■ **TASK OBJECTIVE**: Reproduce every entry below line for line, with no changes, and leave out the pictures.

■ **TASK INPUTS**:
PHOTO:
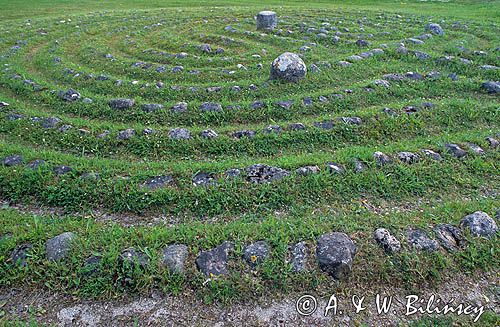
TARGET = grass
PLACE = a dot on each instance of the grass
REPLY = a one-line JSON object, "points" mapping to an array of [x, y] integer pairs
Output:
{"points": [[59, 53]]}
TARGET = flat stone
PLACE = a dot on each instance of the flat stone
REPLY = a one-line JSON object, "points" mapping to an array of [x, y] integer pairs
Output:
{"points": [[450, 237], [256, 253], [455, 150], [335, 253], [214, 262], [288, 67], [421, 241], [174, 258], [58, 248], [19, 257], [387, 241], [260, 173], [300, 254], [381, 158], [121, 104], [158, 182], [179, 134], [13, 160], [479, 224], [307, 170], [131, 257]]}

■ **ANSWER IN FULL**:
PHOTO:
TARGET = grass
PLACE = a dot on each instance of the grass
REPLY = a one-line JSON object, "points" mapping to an array of [x, y] integer pairs
Output:
{"points": [[59, 53]]}
TARGET = flat stone
PLACE = a dot on each instance of the flat stone
REPLY = a one-line JSON object, "points" mapping to an array of [x, y] integer pairs
Output:
{"points": [[450, 237], [256, 253], [455, 150], [335, 253], [214, 262], [288, 67], [421, 241], [174, 258], [58, 248], [19, 257], [387, 241], [260, 173], [300, 254], [381, 158], [121, 104], [158, 182], [179, 134], [13, 160], [479, 224], [307, 170], [131, 257]]}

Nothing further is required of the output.